In an embodiment of the disclosure, the step of performing regression analysis on the energy distribution of the first signal spectrum to predict the extended energy distribution in the frequency domain according to the first signal spectrum includes: dividing the first signal spectrum into multiple frequency bands, and using the regression analysis to predict the extended energy distribution of the first signal spectrum in the frequency domain above the highest frequency according to the energy relationship between the frequency bands.
In an embodiment of the disclosure, the step of using the head-related parameter to compensate for the extended energy distribution to generate the extended signal spectrum includes: reconstructing the extended signal spectrum that is subjected to head-related compensation and includes information of the extended energy distribution in the frequency domain.
_ _ _ _ _ _ _
According to the spectrum-extension excerpt, the first signal spectrum is divided into what before regression analysis is applied? Rely only on the spectrum-extension excerpt when answering.
_ _ _ _ _ _ _
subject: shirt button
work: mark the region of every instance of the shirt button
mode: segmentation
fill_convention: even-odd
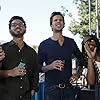
[[[23,87],[22,86],[20,86],[20,89],[22,89]]]

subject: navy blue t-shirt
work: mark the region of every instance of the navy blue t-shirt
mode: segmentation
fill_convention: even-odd
[[[44,62],[48,65],[54,60],[65,60],[63,71],[54,69],[45,73],[46,85],[56,85],[69,81],[72,75],[72,54],[76,56],[79,64],[81,64],[83,60],[82,53],[71,38],[64,36],[62,46],[60,46],[58,41],[54,41],[51,38],[40,43],[38,48],[39,67],[43,67]]]

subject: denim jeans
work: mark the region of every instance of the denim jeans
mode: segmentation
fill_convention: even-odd
[[[72,87],[63,89],[55,86],[45,87],[45,100],[76,100],[77,91]]]

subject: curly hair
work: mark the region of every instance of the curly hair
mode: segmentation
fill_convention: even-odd
[[[20,16],[13,16],[13,17],[10,19],[10,21],[9,21],[9,29],[11,29],[11,23],[12,23],[12,21],[13,21],[13,20],[16,20],[16,19],[21,20],[21,21],[23,22],[23,24],[24,24],[24,27],[26,28],[25,20],[24,20],[22,17],[20,17]]]

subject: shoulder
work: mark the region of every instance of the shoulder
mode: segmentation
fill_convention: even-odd
[[[48,43],[50,43],[50,41],[51,41],[51,39],[50,39],[50,38],[48,38],[48,39],[46,39],[46,40],[42,41],[42,42],[40,43],[40,45],[39,45],[39,46],[45,46],[45,45],[48,45]]]

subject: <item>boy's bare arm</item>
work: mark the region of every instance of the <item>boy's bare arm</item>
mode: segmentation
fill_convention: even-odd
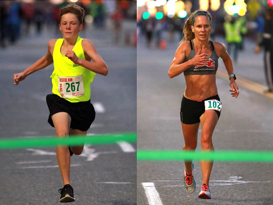
[[[52,54],[53,49],[54,49],[55,43],[55,40],[50,40],[48,44],[47,52],[44,56],[22,72],[13,75],[12,77],[14,80],[15,85],[18,85],[19,82],[24,80],[27,76],[31,73],[44,68],[53,63]]]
_ _ _ _ _ _ _
Response below:
Multiple frequency bands.